Exercise instructions:
After locating the line that contains "Phrase: dormer window" in the data below, set down exactly that line and each one after it through the line that contains "Phrase: white house siding", and nothing more.

Segment Start: Raw data

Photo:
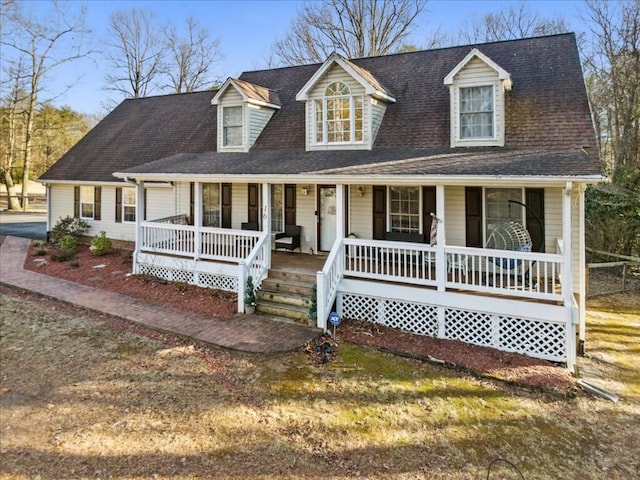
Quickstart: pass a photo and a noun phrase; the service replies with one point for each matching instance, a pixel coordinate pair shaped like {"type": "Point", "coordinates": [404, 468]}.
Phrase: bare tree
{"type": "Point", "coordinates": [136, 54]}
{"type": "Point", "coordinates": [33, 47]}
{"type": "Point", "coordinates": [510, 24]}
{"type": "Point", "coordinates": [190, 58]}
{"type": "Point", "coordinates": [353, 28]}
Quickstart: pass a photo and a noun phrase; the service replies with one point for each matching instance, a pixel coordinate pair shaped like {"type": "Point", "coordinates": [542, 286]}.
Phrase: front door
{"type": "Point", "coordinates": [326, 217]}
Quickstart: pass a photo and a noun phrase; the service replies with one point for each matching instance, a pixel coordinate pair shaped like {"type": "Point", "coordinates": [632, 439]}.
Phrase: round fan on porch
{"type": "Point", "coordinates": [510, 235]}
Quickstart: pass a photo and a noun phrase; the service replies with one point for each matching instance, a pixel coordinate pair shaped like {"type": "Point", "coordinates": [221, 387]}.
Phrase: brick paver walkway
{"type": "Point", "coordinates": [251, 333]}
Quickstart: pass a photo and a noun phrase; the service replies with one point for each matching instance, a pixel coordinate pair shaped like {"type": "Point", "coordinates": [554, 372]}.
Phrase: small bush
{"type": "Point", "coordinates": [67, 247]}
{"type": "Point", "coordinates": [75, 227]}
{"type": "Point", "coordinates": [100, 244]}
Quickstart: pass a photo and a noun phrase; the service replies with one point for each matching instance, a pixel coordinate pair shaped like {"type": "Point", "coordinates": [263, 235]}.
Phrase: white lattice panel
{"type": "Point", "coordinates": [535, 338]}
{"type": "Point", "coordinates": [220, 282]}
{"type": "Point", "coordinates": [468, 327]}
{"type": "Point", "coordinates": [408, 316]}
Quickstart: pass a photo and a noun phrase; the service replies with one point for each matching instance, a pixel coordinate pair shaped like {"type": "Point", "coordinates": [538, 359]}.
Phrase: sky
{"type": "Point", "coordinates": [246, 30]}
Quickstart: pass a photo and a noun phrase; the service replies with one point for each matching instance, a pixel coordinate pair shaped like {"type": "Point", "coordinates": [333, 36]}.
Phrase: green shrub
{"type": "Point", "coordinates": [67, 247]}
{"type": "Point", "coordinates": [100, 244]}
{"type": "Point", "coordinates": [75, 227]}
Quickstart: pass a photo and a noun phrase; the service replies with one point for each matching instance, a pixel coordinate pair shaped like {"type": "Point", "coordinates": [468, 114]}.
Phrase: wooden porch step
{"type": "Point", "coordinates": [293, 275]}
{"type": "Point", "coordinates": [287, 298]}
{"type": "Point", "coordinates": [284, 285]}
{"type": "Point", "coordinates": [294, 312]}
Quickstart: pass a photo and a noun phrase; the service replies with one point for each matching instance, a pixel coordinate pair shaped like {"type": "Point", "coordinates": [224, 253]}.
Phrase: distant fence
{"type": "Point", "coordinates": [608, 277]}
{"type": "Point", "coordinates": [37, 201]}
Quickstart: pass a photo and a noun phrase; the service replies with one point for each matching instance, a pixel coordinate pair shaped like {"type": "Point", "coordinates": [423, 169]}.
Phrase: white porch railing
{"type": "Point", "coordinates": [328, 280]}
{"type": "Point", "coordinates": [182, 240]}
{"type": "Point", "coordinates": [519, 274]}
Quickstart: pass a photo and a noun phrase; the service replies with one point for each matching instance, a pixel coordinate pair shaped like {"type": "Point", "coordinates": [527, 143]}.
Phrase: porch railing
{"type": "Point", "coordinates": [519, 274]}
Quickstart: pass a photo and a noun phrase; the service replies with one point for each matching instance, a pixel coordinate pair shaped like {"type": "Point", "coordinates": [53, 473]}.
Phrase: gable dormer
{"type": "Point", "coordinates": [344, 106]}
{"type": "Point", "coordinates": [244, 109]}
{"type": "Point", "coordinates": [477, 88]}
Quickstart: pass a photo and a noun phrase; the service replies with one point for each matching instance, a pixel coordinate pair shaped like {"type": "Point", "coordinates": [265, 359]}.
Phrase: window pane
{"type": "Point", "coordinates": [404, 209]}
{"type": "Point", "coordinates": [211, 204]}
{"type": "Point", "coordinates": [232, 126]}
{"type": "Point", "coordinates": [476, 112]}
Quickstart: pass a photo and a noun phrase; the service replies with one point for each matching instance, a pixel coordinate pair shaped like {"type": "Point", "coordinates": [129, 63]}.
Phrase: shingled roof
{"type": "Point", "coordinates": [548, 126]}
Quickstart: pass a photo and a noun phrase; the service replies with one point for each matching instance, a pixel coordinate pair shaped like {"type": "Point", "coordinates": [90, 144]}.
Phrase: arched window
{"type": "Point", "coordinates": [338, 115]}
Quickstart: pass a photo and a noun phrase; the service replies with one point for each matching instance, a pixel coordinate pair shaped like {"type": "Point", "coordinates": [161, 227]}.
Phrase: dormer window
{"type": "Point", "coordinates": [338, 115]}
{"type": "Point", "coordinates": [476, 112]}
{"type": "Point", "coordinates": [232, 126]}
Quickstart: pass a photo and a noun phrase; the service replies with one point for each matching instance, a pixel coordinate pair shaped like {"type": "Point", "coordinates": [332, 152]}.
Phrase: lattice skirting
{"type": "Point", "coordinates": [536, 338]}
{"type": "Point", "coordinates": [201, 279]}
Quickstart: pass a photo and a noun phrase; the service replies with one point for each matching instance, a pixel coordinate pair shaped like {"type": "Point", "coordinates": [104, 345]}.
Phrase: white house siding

Segment End: Raw data
Segment Start: Raw data

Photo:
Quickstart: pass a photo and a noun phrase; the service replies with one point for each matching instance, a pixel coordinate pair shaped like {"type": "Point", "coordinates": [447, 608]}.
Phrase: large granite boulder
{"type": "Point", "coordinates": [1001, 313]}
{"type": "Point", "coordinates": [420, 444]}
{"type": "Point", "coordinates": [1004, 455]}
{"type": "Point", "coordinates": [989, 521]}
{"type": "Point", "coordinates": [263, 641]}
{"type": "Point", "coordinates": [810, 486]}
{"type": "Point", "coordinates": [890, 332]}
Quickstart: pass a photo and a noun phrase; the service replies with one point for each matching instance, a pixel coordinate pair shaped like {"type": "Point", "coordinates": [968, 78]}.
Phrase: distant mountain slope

Segment End: Raw data

Result of the task:
Phrase: dormer window
{"type": "Point", "coordinates": [338, 115]}
{"type": "Point", "coordinates": [476, 112]}
{"type": "Point", "coordinates": [232, 126]}
Quickstart: pass a photo and a noun phrase; the service replies with one point for each matching instance, a pixel coordinate pair shaped like {"type": "Point", "coordinates": [332, 152]}.
Phrase: lattice skirting
{"type": "Point", "coordinates": [536, 338]}
{"type": "Point", "coordinates": [201, 279]}
Quickstart: pass a photo and a noun phrase; the service replies with one point for each matching instance, a pixel coordinate pair shaped like {"type": "Point", "coordinates": [104, 345]}.
Phrase: white house siding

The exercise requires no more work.